***** Selected text *****

CS145 Assignment #3
Due Wednesday, October 21, 1998
Step 3 of Your PDA (Personal Database Application)
Note1: see Recording
Your Session in the on-line Getting Started With Oracle
document for a guide to preparing output to hand in with your assignment.
It will be useful for this and subsequent PDA parts.
Note2: Oracle is not being backed up. You need to save anything you need
long-term in the leland file system.
- (a)
-
(10 pts.)
Reconsider your relation schema in the light of the theory of normalization
and BCNF. Remind us of your chosen database schema. For each of your current
relations, tell whether its relation schema is in BCNF. If not, then either
redesign your schema so the relation is in BCNF, or give a rationale for
leaving in in non-BCNF form (e.g., the amount of redundancy introduced is
minimal, and splitting the relation would cause some reasonable queries to
become multirelational). Indicate your final choice of design, whether or not
you choose to decompose one or more relations.
- (b)
-
(15 pts.)
Write an SQL database schema for your PDA, using the CREATE
TABLE commands described in the handout
Getting Started With Oracle.
Pick suitable datatypes for each attribute.
Page 286 of the text gives you the principal options regarding types.
Hand in a printout of the commands you use to create your database
schema (it is a good idea to keep this file for the balance of the
course).
Show the response of sqlplus to a request to describe each of your
relation schemas.
For example, to see the schema for relation Foo type
DESCRIBE Foo;
- (c)
-
(10 pts.)
Execute about five INSERT commands to insert tuples into one of
your relations.
Show the response of sqlplus and the relation that results when
you issue a SELECT * command.
Again, the information on how to do this step is in
Getting Started With Oracle.
- (d)
-
(25 pts.

*****

- **Prompt 1**
Translate this sentence from the assignment into Spanish: "Pick suitable datatypes for each attribute."
- **Prompt 2**
Rewrite the part of the entries that opens with their first line and closes with the line containing "[244, 117, 263, 127]", putting "pixels" wherever "pixel units" appears and leaving everything else unchanged.

***** Information supplied *****

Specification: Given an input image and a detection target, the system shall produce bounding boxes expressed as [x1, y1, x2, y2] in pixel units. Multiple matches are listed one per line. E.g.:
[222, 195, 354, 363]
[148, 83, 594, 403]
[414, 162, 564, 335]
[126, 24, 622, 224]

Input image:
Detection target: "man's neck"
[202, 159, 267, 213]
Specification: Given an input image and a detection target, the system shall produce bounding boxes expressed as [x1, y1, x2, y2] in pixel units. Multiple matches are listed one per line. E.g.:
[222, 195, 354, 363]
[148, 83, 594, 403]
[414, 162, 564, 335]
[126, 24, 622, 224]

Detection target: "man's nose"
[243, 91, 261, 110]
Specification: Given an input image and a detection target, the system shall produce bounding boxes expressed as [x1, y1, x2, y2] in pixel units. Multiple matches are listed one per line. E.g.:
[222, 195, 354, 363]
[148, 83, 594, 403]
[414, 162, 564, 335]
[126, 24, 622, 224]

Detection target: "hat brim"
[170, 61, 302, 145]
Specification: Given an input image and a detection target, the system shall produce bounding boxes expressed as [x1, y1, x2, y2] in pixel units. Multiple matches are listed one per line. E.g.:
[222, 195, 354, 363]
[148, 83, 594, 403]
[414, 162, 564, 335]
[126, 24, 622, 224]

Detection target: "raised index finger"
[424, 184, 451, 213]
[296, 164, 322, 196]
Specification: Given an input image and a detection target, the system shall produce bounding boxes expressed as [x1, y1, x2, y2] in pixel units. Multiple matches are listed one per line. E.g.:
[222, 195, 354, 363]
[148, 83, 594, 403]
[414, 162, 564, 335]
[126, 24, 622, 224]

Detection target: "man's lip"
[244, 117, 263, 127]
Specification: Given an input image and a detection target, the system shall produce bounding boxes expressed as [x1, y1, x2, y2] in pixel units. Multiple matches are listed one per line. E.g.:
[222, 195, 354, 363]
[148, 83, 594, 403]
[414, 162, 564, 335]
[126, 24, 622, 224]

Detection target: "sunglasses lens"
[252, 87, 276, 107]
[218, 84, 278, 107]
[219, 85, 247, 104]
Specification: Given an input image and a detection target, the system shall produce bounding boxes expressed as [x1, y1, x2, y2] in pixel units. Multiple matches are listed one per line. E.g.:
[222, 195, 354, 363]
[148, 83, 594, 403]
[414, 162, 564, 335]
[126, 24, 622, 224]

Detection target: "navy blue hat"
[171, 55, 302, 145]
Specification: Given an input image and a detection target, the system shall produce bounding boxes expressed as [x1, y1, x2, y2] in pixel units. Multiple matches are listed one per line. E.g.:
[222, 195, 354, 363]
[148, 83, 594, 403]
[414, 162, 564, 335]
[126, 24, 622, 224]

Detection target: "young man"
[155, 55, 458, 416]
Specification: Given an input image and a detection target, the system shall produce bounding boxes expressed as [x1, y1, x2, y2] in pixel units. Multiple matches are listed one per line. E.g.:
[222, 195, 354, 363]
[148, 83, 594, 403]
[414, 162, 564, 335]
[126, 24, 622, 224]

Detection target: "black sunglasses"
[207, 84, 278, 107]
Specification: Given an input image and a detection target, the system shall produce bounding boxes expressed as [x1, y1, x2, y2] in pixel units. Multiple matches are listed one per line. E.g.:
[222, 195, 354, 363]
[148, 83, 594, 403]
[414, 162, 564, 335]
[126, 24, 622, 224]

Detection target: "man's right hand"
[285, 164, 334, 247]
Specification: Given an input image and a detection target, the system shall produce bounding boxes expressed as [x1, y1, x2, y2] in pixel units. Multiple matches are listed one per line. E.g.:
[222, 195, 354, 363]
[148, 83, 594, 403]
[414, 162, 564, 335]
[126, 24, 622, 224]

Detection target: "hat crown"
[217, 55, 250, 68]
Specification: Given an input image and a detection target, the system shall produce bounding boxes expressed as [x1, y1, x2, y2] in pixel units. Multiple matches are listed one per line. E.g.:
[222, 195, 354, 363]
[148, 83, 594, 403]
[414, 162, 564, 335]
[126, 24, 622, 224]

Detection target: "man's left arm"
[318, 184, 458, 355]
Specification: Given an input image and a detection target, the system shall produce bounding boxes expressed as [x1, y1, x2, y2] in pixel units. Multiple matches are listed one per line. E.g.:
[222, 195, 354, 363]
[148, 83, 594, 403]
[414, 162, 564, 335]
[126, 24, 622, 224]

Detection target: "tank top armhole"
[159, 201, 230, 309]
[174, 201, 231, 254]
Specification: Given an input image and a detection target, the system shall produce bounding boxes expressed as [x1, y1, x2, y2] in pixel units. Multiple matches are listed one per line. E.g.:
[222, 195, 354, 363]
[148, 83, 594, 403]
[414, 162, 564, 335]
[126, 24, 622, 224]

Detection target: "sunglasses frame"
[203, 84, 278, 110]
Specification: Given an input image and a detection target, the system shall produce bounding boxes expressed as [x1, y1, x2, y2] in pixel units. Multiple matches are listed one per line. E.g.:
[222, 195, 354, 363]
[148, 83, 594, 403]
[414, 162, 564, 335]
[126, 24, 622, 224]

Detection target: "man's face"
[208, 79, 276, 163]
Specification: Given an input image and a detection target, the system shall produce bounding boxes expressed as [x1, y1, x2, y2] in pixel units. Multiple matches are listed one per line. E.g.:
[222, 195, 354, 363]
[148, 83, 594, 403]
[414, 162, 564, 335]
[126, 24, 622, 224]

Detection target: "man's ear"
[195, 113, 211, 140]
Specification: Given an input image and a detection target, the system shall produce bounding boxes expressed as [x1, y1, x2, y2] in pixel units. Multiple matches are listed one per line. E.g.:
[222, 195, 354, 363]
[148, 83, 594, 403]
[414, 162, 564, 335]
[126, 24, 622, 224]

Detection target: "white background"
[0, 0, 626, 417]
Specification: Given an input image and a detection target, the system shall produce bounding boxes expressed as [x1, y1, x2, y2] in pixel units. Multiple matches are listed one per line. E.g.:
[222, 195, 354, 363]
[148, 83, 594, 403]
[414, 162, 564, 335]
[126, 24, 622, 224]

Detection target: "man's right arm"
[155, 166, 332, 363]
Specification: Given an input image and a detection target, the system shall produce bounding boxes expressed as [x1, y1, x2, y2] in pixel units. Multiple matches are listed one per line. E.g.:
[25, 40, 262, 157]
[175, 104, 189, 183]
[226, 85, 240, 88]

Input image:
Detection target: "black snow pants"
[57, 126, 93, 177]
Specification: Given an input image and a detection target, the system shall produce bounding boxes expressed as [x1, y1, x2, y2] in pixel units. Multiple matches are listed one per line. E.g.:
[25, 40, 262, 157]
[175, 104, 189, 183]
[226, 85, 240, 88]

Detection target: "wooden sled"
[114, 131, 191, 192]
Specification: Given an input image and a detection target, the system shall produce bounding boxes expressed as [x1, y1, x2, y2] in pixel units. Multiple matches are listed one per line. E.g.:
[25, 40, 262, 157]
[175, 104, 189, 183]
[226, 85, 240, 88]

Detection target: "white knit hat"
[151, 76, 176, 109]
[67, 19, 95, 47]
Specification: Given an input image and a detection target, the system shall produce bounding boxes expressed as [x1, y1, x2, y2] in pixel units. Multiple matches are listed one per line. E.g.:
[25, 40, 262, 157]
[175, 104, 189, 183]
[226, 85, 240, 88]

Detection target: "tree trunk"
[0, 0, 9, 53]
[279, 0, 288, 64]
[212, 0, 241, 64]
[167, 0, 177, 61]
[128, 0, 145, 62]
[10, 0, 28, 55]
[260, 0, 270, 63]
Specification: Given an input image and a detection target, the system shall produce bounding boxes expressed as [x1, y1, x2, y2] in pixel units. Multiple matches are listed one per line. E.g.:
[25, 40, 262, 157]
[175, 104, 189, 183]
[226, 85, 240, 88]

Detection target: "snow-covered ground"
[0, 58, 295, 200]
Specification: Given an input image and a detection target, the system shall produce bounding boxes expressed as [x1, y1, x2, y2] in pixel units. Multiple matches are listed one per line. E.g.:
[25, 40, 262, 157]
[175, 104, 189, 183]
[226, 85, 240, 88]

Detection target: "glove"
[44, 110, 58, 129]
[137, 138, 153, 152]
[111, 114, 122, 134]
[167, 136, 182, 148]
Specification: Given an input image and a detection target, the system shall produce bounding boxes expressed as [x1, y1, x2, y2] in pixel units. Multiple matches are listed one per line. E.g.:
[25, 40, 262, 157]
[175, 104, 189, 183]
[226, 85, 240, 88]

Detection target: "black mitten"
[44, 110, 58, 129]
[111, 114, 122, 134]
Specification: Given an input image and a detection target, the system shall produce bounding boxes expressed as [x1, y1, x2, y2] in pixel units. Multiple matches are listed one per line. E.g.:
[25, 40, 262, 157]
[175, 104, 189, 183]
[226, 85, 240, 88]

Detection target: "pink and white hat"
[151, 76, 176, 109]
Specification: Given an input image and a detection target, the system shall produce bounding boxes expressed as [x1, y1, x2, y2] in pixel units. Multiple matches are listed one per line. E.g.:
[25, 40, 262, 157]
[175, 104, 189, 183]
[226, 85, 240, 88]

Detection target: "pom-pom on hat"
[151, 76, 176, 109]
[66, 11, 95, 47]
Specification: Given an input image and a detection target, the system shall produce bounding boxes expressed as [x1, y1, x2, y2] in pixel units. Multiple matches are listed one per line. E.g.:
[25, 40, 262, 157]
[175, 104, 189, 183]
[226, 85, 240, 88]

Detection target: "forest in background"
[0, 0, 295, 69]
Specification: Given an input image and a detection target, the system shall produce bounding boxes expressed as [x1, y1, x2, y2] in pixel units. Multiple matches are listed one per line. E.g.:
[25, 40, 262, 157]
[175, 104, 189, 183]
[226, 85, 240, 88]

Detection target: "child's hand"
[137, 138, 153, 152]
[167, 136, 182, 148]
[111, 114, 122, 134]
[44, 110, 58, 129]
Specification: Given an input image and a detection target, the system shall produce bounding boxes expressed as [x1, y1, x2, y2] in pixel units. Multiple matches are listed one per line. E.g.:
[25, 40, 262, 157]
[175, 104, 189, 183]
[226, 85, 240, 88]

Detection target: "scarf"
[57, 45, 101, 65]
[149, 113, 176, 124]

*****

- **Response 1**
Elija tipos de datos adecuados para cada atributo.

- **Response 2**
Specification: Given an input image and a detection target, the system shall produce bounding boxes expressed as [x1, y1, x2, y2] in pixels. Multiple matches are listed one per line. E.g.:
[222, 195, 354, 363]
[148, 83, 594, 403]
[414, 162, 564, 335]
[126, 24, 622, 224]

Input image:
Detection target: "man's neck"
[202, 159, 267, 213]
Specification: Given an input image and a detection target, the system shall produce bounding boxes expressed as [x1, y1, x2, y2] in pixels. Multiple matches are listed one per line. E.g.:
[222, 195, 354, 363]
[148, 83, 594, 403]
[414, 162, 564, 335]
[126, 24, 622, 224]

Detection target: "man's nose"
[243, 91, 261, 110]
Specification: Given an input image and a detection target, the system shall produce bounding boxes expressed as [x1, y1, x2, y2] in pixels. Multiple matches are listed one per line. E.g.:
[222, 195, 354, 363]
[148, 83, 594, 403]
[414, 162, 564, 335]
[126, 24, 622, 224]

Detection target: "hat brim"
[170, 61, 302, 145]
Specification: Given an input image and a detection target, the system shall produce bounding boxes expressed as [x1, y1, x2, y2] in pixels. Multiple matches are listed one per line. E.g.:
[222, 195, 354, 363]
[148, 83, 594, 403]
[414, 162, 564, 335]
[126, 24, 622, 224]

Detection target: "raised index finger"
[424, 184, 451, 213]
[296, 164, 322, 196]
Specification: Given an input image and a detection target, the system shall produce bounding boxes expressed as [x1, y1, x2, y2] in pixels. Multiple matches are listed one per line. E.g.:
[222, 195, 354, 363]
[148, 83, 594, 403]
[414, 162, 564, 335]
[126, 24, 622, 224]

Detection target: "man's lip"
[244, 117, 263, 127]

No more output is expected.